### Consignes:
A. Répondez aux questions suivantes d'après le texte sur le soutien aux communautés pastorales.
(i) Conformément à quel document les interventions sanitaires pour le bétail doivent-elles être menées ?
(ii) Dans quel but l'augmentation des transferts d'argent liquide aux ménages est-elle recommandée ?
(iii) Avec qui les acteurs devraient-ils travailler en partenariat étroit dans leur réponse ?
B. Reproduisez tel quel le passage du texte sur le soutien aux communautés pastorales qui commence aux mots « La RDLA recommande » et se termine après les mots « and Standards (LEGS) ».

### Texte fourni:

::::

La RDLA recommande des réponses adaptées et sensibles au marché pour répondre aux divers besoins des communautés pastorales et agro-pastorales touchées. Les réponses doivent être conçues sur la base d’évaluations qui tiennent compte non seulement des besoins des communautés pastorales et agropastorales, y compris l’identification de la manière dont les hommes et les femmes ont été directement touchés, mais aussi des évaluations du marché pour s’assurer que les actions n’ont pas d’impact négatif sur les marchés fragiles existants.

La RDLA plaide en faveur d’un soutien aux communautés pastorales par :

  • la protection de la production par la distribution d’aliments complémentaires pour animaux ainsi que par des interventions sanitaires pour le bétail conformément au Livestock Emergency Guidelines and Standards (LEGS)
  • le renforcement des marchés par le soutien aux commerçants et l’augmentation des transferts d’argent liquide aux ménages afin de renforcer le pouvoir d’achat
  • garantir l’accès à des aliments nutritifs pour les éleveurs et les agro-pasteurs les plus vulnérables
  • accroître la capacité de préparation pour prévenir les frictions entre groupes sur des ressources limitées.

Les acteurs devraient travailler en partenariat étroit avec les gouvernements locaux dans leur réponse et s’engager avec les groupes de sécurité alimentaire et de moyens de subsistance au niveau national et/ou les secteurs de l’agriculture et de l’élevage pour mettre en place un système alimentaire plus efficace et plus inclusif. En fin de compte, il est essentiel de veiller à ce que les réponses soient axées sur les besoins, sur l’égalité des sexes, sur les faits, sur les résultats et sur le marché afin d’atténuer l’impact de la crise sur les ménages pastoraux et agropastoraux et sur les systèmes plus larges dans lesquels ils opèrent.

::::

### Entrées fournies:
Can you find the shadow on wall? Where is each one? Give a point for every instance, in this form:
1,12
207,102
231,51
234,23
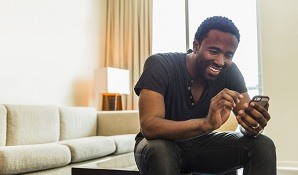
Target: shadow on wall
83,93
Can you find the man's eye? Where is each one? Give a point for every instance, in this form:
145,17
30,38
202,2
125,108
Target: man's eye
213,52
229,56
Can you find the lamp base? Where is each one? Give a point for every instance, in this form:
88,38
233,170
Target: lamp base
111,102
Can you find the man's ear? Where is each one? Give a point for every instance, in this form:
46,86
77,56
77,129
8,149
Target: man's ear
195,45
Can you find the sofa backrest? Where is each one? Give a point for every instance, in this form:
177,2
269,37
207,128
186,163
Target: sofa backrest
77,122
3,113
32,124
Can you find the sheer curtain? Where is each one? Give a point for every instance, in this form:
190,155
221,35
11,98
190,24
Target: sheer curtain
128,39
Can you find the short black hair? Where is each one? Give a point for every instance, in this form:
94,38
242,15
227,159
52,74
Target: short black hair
220,23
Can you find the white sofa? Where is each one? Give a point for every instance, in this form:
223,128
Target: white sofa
49,139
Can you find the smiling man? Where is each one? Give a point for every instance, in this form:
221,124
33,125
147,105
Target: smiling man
184,97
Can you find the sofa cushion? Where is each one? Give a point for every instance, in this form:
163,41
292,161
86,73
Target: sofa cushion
3,123
77,122
124,143
27,158
32,124
89,147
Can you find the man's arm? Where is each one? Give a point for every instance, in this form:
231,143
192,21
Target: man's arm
154,125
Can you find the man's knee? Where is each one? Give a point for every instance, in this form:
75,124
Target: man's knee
161,147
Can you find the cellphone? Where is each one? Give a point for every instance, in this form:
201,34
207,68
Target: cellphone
261,100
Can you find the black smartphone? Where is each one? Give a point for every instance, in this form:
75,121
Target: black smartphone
261,100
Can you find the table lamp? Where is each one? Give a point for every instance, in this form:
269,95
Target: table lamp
111,83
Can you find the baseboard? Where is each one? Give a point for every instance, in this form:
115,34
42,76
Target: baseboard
287,168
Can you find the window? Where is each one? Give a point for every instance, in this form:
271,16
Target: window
182,18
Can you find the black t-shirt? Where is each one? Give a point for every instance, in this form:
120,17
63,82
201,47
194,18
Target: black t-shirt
167,74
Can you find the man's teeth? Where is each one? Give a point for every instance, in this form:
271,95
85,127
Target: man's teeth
214,69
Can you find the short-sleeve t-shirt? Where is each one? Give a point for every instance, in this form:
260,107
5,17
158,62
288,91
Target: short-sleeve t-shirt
167,74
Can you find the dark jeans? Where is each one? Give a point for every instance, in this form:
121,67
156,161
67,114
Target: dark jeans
213,153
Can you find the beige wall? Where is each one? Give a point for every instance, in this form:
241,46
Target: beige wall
48,51
279,44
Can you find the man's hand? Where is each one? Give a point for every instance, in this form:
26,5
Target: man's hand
253,118
221,106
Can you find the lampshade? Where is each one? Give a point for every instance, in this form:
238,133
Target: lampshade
112,80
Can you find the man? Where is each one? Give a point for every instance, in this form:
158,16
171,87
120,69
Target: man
184,97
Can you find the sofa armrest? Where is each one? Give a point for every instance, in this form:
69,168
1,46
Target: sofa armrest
118,122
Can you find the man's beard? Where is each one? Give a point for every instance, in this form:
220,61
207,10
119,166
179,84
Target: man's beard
202,66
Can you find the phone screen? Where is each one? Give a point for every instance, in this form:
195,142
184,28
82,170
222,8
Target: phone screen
260,100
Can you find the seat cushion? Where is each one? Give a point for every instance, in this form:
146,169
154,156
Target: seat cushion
89,148
77,122
3,123
124,143
23,122
26,158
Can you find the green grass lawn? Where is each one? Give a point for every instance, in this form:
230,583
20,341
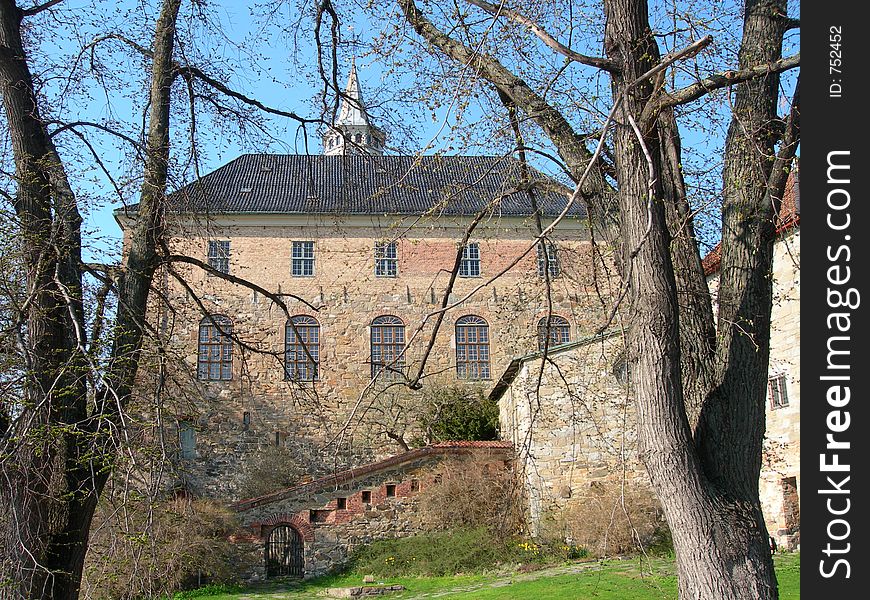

::::

### Résultats attendus:
A.
(i) Le Livestock Emergency Guidelines and Standards (LEGS).
(ii) Afin de renforcer le pouvoir d'achat.
(iii) Avec les gouvernements locaux.

B.
La RDLA recommande des réponses adaptées et sensibles au marché pour répondre aux divers besoins des communautés pastorales et agro-pastorales touchées. Les réponses doivent être conçues sur la base d’évaluations qui tiennent compte non seulement des besoins des communautés pastorales et agropastorales, y compris l’identification de la manière dont les hommes et les femmes ont été directement touchés, mais aussi des évaluations du marché pour s’assurer que les actions n’ont pas d’impact négatif sur les marchés fragiles existants.

La RDLA plaide en faveur d’un soutien aux communautés pastorales par :

  • la protection de la production par la distribution d’aliments complémentaires pour animaux ainsi que par des interventions sanitaires pour le bétail conformément au Livestock Emergency Guidelines and Standards (LEGS)